Records for processing:
--- START ---

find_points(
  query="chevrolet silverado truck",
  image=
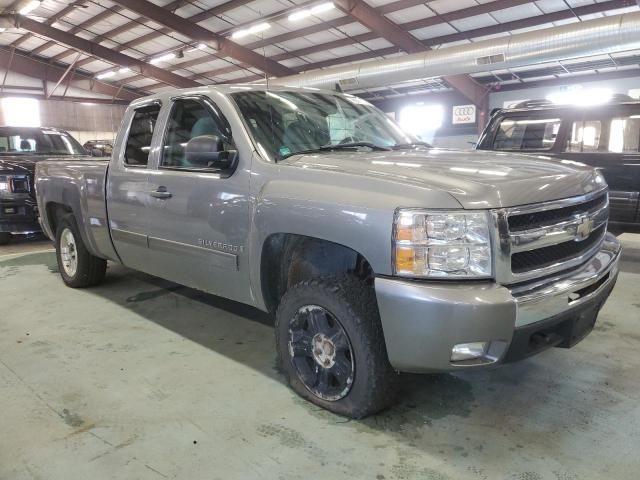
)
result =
(376, 253)
(20, 149)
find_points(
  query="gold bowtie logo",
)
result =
(584, 229)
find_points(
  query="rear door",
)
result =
(200, 217)
(128, 186)
(609, 140)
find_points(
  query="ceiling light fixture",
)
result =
(163, 58)
(103, 75)
(320, 8)
(254, 30)
(29, 7)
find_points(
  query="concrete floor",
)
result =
(142, 379)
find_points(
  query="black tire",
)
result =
(353, 304)
(90, 270)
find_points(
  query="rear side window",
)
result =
(624, 135)
(140, 135)
(190, 119)
(526, 134)
(585, 136)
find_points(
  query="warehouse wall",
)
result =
(85, 121)
(621, 85)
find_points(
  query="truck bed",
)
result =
(80, 184)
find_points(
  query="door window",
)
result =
(527, 133)
(140, 135)
(624, 136)
(190, 119)
(585, 136)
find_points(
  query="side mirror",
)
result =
(208, 151)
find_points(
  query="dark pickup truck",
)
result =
(20, 149)
(604, 136)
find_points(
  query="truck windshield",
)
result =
(37, 141)
(284, 123)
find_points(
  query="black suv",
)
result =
(604, 136)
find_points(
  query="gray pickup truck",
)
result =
(376, 253)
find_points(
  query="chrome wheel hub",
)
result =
(68, 252)
(324, 351)
(321, 353)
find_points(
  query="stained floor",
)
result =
(143, 379)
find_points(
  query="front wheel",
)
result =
(78, 267)
(331, 347)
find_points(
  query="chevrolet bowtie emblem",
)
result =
(584, 229)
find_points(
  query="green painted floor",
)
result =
(142, 379)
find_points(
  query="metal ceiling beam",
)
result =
(104, 53)
(78, 28)
(24, 65)
(396, 35)
(225, 47)
(198, 17)
(435, 41)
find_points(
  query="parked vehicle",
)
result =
(604, 136)
(376, 253)
(99, 148)
(20, 149)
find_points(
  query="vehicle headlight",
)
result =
(5, 184)
(442, 244)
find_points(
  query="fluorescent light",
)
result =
(302, 14)
(21, 112)
(581, 96)
(200, 46)
(29, 7)
(104, 75)
(323, 7)
(260, 27)
(163, 58)
(299, 15)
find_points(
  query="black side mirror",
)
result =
(208, 151)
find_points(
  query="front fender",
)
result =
(337, 212)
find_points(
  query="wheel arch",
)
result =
(287, 259)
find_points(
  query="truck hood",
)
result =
(475, 179)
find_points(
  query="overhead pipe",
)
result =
(605, 35)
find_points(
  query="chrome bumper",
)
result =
(423, 321)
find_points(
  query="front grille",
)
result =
(553, 236)
(20, 185)
(527, 221)
(522, 262)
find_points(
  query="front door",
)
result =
(128, 186)
(200, 216)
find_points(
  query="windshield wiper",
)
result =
(405, 146)
(341, 146)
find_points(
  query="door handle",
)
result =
(161, 193)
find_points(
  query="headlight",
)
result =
(442, 244)
(5, 184)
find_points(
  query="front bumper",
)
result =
(423, 321)
(19, 216)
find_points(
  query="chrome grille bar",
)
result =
(578, 219)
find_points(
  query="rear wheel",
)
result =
(78, 267)
(331, 347)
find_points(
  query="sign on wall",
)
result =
(464, 114)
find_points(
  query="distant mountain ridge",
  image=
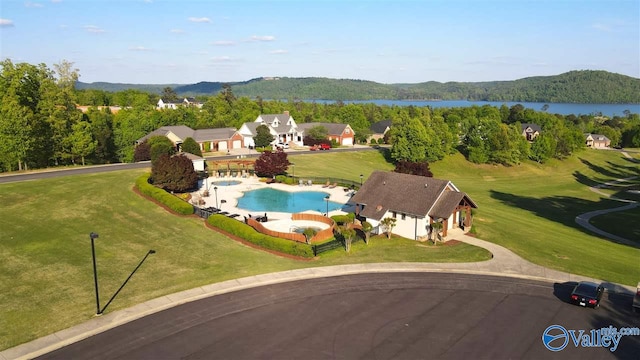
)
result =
(580, 86)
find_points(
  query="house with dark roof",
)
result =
(188, 101)
(342, 134)
(282, 126)
(530, 131)
(218, 139)
(416, 202)
(597, 141)
(379, 129)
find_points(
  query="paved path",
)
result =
(583, 219)
(503, 263)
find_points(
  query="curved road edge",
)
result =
(108, 321)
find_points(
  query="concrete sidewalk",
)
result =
(503, 263)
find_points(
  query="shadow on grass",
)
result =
(560, 209)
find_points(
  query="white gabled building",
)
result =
(282, 126)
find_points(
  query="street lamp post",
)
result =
(326, 198)
(94, 236)
(99, 311)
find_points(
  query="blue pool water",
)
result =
(283, 201)
(226, 182)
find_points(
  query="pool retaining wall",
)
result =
(320, 236)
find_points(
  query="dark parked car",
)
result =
(587, 294)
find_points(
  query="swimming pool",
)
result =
(284, 201)
(226, 182)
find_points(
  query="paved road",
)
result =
(6, 178)
(367, 316)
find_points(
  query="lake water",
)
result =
(554, 108)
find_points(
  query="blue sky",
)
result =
(184, 42)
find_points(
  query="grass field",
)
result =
(46, 276)
(46, 279)
(531, 210)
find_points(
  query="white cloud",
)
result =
(6, 23)
(202, 19)
(223, 43)
(223, 59)
(32, 4)
(601, 27)
(139, 48)
(263, 38)
(93, 29)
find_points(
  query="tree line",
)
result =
(40, 125)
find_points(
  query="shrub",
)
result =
(142, 152)
(163, 197)
(272, 163)
(344, 219)
(174, 173)
(249, 234)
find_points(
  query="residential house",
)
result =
(282, 126)
(219, 139)
(416, 202)
(597, 141)
(199, 163)
(530, 131)
(174, 105)
(379, 129)
(342, 134)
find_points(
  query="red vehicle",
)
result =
(320, 147)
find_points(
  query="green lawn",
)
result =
(46, 279)
(531, 210)
(621, 223)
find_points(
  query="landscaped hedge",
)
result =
(172, 202)
(344, 219)
(249, 234)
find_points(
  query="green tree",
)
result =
(24, 131)
(191, 146)
(169, 95)
(409, 139)
(270, 164)
(366, 229)
(263, 137)
(160, 145)
(542, 148)
(82, 142)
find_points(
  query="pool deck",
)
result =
(279, 221)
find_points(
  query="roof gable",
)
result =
(332, 128)
(409, 194)
(380, 127)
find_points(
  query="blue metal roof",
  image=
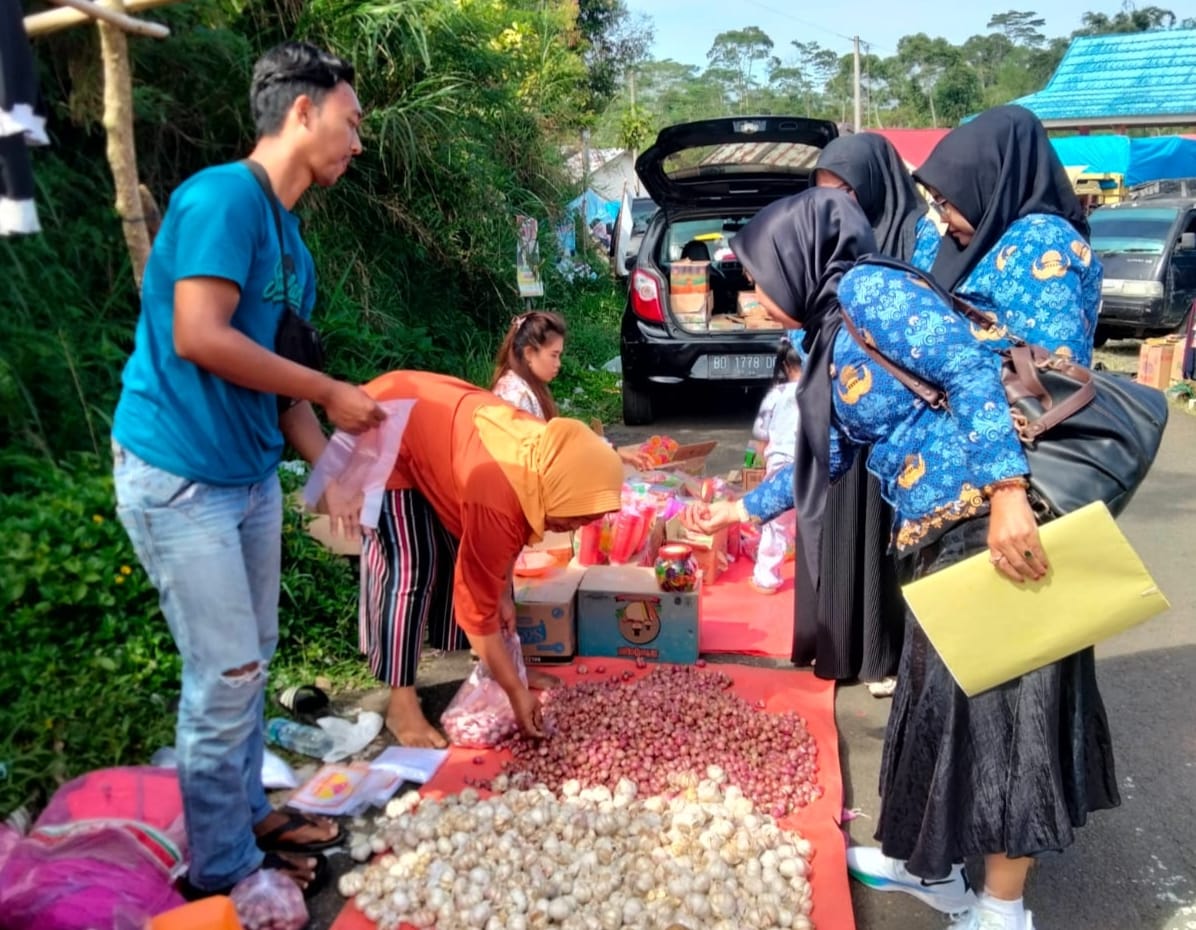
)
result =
(1132, 78)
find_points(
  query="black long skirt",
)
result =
(852, 625)
(1013, 770)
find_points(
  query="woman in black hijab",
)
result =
(852, 625)
(1008, 774)
(1017, 243)
(867, 166)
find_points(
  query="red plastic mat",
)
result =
(781, 690)
(740, 620)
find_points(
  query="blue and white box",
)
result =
(622, 613)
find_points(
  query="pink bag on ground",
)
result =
(104, 852)
(480, 715)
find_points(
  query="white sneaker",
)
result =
(981, 918)
(951, 895)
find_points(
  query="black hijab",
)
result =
(995, 170)
(797, 250)
(883, 187)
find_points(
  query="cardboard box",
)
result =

--- END ---

Task directions:
In your output, repeat the listing above exactly and include none of the pictures.

Reply:
find_points(
  query="chevrolet silverado truck",
  image=
)
result =
(376, 253)
(20, 149)
find_points(
  query="gold bowtie logo",
)
result =
(584, 229)
find_points(
  query="rear door",
)
result =
(200, 217)
(128, 186)
(609, 140)
find_points(
  query="ceiling light fixture",
)
result =
(163, 58)
(103, 75)
(320, 8)
(254, 30)
(29, 7)
find_points(
  query="concrete floor",
)
result =
(142, 379)
find_points(
  query="black tire",
)
result =
(353, 304)
(90, 270)
find_points(
  query="rear side window",
)
result =
(624, 135)
(140, 135)
(190, 119)
(526, 134)
(585, 136)
find_points(
  query="warehouse wall",
)
result =
(85, 121)
(621, 85)
find_points(
  query="truck bed",
)
result =
(80, 184)
find_points(
  query="door window",
)
result =
(527, 133)
(140, 135)
(624, 136)
(190, 119)
(585, 136)
find_points(
  query="side mirror",
)
result =
(208, 151)
find_points(
  query="dark pickup truck",
)
result =
(20, 149)
(604, 136)
find_points(
  query="truck windshield",
)
result =
(37, 141)
(284, 123)
find_points(
  query="black suv",
)
result =
(604, 136)
find_points(
  query="gray pickup truck",
)
result =
(376, 253)
find_points(
  query="chrome wheel hub",
)
result =
(68, 252)
(324, 351)
(321, 353)
find_points(
  query="stained floor",
)
result =
(143, 379)
find_points(
  query="front wheel",
)
result =
(78, 267)
(331, 347)
find_points(
  query="chevrolet bowtie emblem",
)
result =
(584, 229)
find_points(
  query="green painted floor",
)
result =
(142, 379)
find_points(
  query="metal ceiling beam",
)
result =
(104, 53)
(78, 28)
(24, 65)
(396, 35)
(225, 47)
(198, 17)
(435, 41)
find_points(
  query="parked vehicle",
)
result =
(604, 136)
(376, 253)
(99, 148)
(20, 149)
find_points(
  query="vehicle headlight",
)
result =
(5, 184)
(442, 244)
find_points(
  query="fluorescent light",
)
result =
(302, 14)
(21, 112)
(581, 96)
(200, 46)
(29, 7)
(104, 75)
(323, 7)
(260, 27)
(163, 58)
(299, 15)
find_points(
  query="black side mirror",
)
result =
(208, 151)
find_points(
  query="front fender",
)
result =
(337, 212)
find_points(
  query="wheel arch",
)
result =
(287, 259)
find_points(
  query="truck hood",
)
result =
(475, 179)
find_points(
  query="overhead pipe",
)
result =
(605, 35)
find_points(
  query="chrome bumper",
)
result =
(423, 321)
find_points(
  query="front grille",
)
result =
(553, 236)
(20, 185)
(527, 221)
(522, 262)
find_points(
  query="front door",
)
result =
(128, 186)
(200, 216)
find_points(
  query="windshield wiper",
)
result =
(405, 146)
(341, 146)
find_points(
  query="door handle",
)
result =
(161, 193)
find_points(
  query="headlight",
)
result =
(442, 244)
(5, 184)
find_points(
  query="front bumper",
)
result =
(423, 321)
(19, 216)
find_points(
  query="chrome grille bar",
)
result =
(578, 219)
find_points(
  query="rear wheel",
)
result =
(78, 267)
(331, 347)
find_points(
  query="sign on wall",
)
result =
(464, 114)
find_points(
  query="distant mountain ridge",
  image=
)
result =
(580, 86)
find_points(
  query="house with dark roof",
)
result =
(188, 101)
(342, 134)
(282, 126)
(530, 131)
(218, 139)
(416, 202)
(597, 141)
(379, 129)
find_points(
  query="paved path",
)
result =
(583, 219)
(503, 263)
find_points(
  query="curved road edge",
)
result =
(108, 321)
find_points(
  query="concrete sidewalk",
)
result =
(503, 263)
find_points(
  query="shadow on grass",
)
result =
(560, 209)
find_points(
  query="white gabled building",
)
result =
(282, 126)
find_points(
  query="street lamp post",
)
result =
(326, 198)
(94, 236)
(99, 311)
find_points(
  query="blue pool water",
)
result =
(283, 201)
(226, 182)
find_points(
  query="pool retaining wall",
)
result =
(320, 236)
find_points(
  query="dark parked car",
)
result =
(587, 294)
find_points(
  query="swimming pool",
)
result =
(284, 201)
(226, 182)
find_points(
  query="paved road",
)
result =
(6, 178)
(367, 316)
find_points(
  query="lake water",
)
result =
(554, 108)
find_points(
  query="blue sky",
)
result =
(184, 42)
find_points(
  query="grass field",
)
result =
(46, 276)
(46, 279)
(531, 210)
find_points(
  query="white cloud",
)
result =
(6, 23)
(202, 19)
(223, 43)
(223, 59)
(32, 4)
(601, 27)
(139, 48)
(263, 38)
(93, 29)
find_points(
  query="tree line",
)
result =
(40, 125)
find_points(
  query="shrub",
)
result =
(142, 152)
(163, 197)
(272, 163)
(344, 219)
(174, 173)
(249, 234)
find_points(
  query="residential house",
)
result =
(282, 126)
(219, 139)
(416, 202)
(597, 141)
(199, 163)
(530, 131)
(174, 105)
(379, 129)
(342, 134)
find_points(
  query="red vehicle",
)
result =
(320, 147)
find_points(
  query="green lawn",
)
result =
(46, 279)
(531, 210)
(621, 223)
find_points(
  query="landscaped hedge",
)
result =
(172, 202)
(344, 219)
(249, 234)
find_points(
  query="green tree",
)
result =
(24, 131)
(191, 146)
(169, 95)
(409, 139)
(270, 164)
(366, 229)
(263, 137)
(160, 145)
(542, 148)
(82, 142)
find_points(
  query="pool deck",
)
result =
(279, 221)
find_points(
  query="roof gable",
)
result =
(332, 128)
(409, 194)
(380, 127)
find_points(
  query="blue metal roof",
  image=
)
result =
(1132, 78)
find_points(
  query="black long skirt",
)
result =
(852, 625)
(1013, 770)
find_points(
  query="woman in black hijab",
)
result =
(852, 625)
(1008, 774)
(1017, 243)
(867, 166)
find_points(
  query="red plastic mat",
)
result =
(781, 690)
(740, 620)
find_points(
  query="blue and white box",
)
result =
(622, 613)
find_points(
  query="pink bag on ground",
)
result =
(104, 852)
(480, 715)
find_points(
  query="white sneaker",
)
result =
(981, 918)
(951, 895)
find_points(
  query="black hijab",
)
result =
(995, 170)
(797, 250)
(883, 187)
find_points(
  query="cardboard box",
)
result =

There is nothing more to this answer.